What the task requires
All of the material below is to be retyped exactly.

Task data

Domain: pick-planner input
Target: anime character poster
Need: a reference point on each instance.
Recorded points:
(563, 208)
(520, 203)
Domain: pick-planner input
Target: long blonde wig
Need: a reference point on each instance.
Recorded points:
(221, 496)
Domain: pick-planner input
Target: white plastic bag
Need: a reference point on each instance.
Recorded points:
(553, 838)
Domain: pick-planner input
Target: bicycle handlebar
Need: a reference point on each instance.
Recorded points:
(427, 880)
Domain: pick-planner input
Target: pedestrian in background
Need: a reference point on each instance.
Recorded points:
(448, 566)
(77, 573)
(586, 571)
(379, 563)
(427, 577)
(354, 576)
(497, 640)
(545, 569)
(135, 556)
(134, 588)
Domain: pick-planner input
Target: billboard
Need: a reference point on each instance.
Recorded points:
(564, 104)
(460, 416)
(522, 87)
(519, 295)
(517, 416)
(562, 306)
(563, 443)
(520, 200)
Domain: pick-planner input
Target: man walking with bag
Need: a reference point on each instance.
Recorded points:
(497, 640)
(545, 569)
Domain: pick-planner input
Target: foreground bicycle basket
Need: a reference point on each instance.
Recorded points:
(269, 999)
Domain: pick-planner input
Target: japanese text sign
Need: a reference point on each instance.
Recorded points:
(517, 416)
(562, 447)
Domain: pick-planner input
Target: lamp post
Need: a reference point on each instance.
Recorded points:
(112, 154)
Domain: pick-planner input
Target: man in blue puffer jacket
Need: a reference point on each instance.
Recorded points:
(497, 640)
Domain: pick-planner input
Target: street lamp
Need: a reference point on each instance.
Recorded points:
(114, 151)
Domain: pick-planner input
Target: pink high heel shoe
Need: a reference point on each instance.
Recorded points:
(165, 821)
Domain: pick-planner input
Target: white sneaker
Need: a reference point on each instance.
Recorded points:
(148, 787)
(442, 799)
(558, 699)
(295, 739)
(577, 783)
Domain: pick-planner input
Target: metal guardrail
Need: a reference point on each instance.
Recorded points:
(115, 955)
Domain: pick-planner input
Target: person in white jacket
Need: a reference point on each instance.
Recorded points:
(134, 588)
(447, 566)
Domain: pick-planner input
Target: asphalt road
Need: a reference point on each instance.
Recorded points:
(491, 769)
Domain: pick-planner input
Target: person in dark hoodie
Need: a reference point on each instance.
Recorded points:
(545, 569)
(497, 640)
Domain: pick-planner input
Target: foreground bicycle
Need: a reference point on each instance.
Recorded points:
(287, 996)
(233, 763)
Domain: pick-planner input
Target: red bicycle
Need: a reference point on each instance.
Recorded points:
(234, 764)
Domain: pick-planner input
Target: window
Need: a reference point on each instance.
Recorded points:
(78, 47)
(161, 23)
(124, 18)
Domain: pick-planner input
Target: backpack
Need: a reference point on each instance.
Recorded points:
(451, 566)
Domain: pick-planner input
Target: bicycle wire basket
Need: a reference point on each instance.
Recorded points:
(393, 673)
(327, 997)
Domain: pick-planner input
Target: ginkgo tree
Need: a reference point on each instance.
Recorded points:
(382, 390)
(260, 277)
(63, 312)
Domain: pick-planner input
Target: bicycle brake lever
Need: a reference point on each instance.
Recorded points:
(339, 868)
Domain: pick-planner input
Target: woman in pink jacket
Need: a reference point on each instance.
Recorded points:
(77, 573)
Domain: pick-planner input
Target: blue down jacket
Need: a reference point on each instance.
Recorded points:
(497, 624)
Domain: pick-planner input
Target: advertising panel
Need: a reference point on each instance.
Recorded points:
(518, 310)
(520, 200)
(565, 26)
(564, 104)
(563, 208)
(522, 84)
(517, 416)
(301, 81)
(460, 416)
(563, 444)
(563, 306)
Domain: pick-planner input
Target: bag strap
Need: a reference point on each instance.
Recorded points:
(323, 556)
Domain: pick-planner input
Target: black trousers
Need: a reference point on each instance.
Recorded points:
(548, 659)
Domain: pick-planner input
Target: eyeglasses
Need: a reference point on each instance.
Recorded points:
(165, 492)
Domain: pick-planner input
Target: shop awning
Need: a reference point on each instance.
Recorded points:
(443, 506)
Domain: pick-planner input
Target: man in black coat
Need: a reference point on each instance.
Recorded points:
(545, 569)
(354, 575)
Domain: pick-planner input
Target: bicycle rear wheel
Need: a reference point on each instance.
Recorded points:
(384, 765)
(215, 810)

Response below
Domain: pick-planner input
Target: anime character poster
Need: a reference point on each instance.
Recorded points:
(563, 208)
(520, 203)
Domain: pick-planner input
Target: long blonde wig
Need: a reference point on each instance.
Recorded points:
(221, 496)
Domain: pick-planner input
Target: white plastic bag
Need: a reference point on each instance.
Recorded points:
(553, 838)
Domain: pick-planner input
Target: bicycle handlebar
Need: a reference point on each instance.
Recorded points:
(427, 880)
Domain: pick-planner input
Target: pedestrian in background
Need: a reference point on each instance.
Recorded points:
(448, 566)
(77, 573)
(586, 571)
(379, 563)
(427, 577)
(354, 576)
(497, 640)
(545, 569)
(135, 556)
(134, 588)
Domain: pick-planner input
Target: billboard
Need: a reference point on each instance.
Recorded points:
(564, 104)
(460, 416)
(522, 87)
(519, 295)
(517, 416)
(562, 306)
(563, 443)
(520, 200)
Domain: pick-planner input
Target: man walking with bag
Need: a reference point on each instance.
Recorded points:
(497, 640)
(545, 569)
Domain: pick-planner input
Target: foreground bicycle basket
Need: a reference point on each instance.
Recorded points:
(269, 999)
Domain: pick-planner input
Target: japanese text sign
Need: a reference point on each instance.
Recorded points:
(517, 416)
(562, 447)
Domain: pick-planner input
Target: lamp post
Need: a reference point on each instance.
Recorded points:
(112, 154)
Domain: pick-planner input
Target: man in blue puffer jacket
Need: a reference point on each instance.
Recorded points:
(497, 640)
Domain: pick-planner input
Target: street lamp
Need: a reference point on each instance.
Recorded points:
(114, 151)
Domain: pick-planner input
Target: pink high heel shoe
Need: a reference point on each instance.
Recorded points:
(165, 821)
Domain: pick-planner input
Target: white sneaker
Need: a reference point on each instance.
Recorded points:
(148, 787)
(442, 799)
(558, 699)
(295, 739)
(577, 783)
Domain: pick-planner input
Target: metal guardrail
Need: a reference point on each instance.
Recorded points:
(115, 955)
Domain: pick-planner input
Target: person in white jacket
Need: a reference point on each instance.
Recorded points:
(134, 588)
(447, 566)
Domain: pick-planner input
Target: asphalt road
Need: a reference point on each instance.
Recorded points:
(491, 769)
Domain: pick-planner input
Target: person in dark hoodie
Need: a reference point on each instance.
Recorded points:
(545, 569)
(497, 640)
Domain: pick-planner input
Target: foreground bicycle
Need: a reference point on each instance.
Recorded points:
(287, 996)
(233, 763)
Domain: pick-planner input
Target: red bicycle
Need: a reference point on each instance.
Recorded points:
(234, 764)
Domain: pick-planner input
Target: window
Need: a reference point on each instance.
Recorded points:
(78, 47)
(161, 23)
(124, 18)
Domain: pick-planner input
Target: backpack
Need: a reference point on each instance.
Recorded points:
(451, 566)
Domain: pick-planner input
Target: bicycle wire basket
Need: a reference point on each instance.
Recorded points:
(393, 673)
(327, 997)
Domain: pick-planner input
Target: ginkgo tree
Need: a reference point on each instance.
Recorded points:
(382, 390)
(260, 277)
(63, 312)
Domain: pick-planner input
Target: bicycle brake lever
Need: a reference point on each instance.
Recorded points:
(339, 868)
Domain: pick-planner input
Target: woman in pink jacket
Need: a reference point on each instance.
Recorded points:
(77, 573)
Domain: pick-planner input
Target: blue down jacket
Need: a reference point on each instance.
Recorded points:
(497, 624)
Domain: pick-planner input
Target: advertising panel
Need: a reference point on each instance.
Recorded points:
(518, 310)
(520, 200)
(565, 26)
(564, 104)
(563, 208)
(522, 84)
(517, 416)
(301, 81)
(460, 416)
(563, 444)
(563, 306)
Domain: pick-planner input
Target: bag strap
Need: a reference point on each instance.
Recorded points:
(323, 556)
Domain: pick-planner input
Target: black trousers
Need: a reference point on each instance.
Recorded points:
(548, 659)
Domain: pick-planner input
Target: eyeglasses
Need: a reference point on each instance.
Recorded points:
(165, 492)
Domain: pick-planner input
Target: shop awning
Need: a reference point on each instance.
Recorded points:
(443, 506)
Domain: pick-planner input
Target: man in black coat
Need: a reference point on each instance.
Recorded points:
(545, 569)
(354, 575)
Domain: pick-planner input
Target: bicycle rear wheel
Need: a reference point on each instance.
Recorded points:
(384, 765)
(215, 810)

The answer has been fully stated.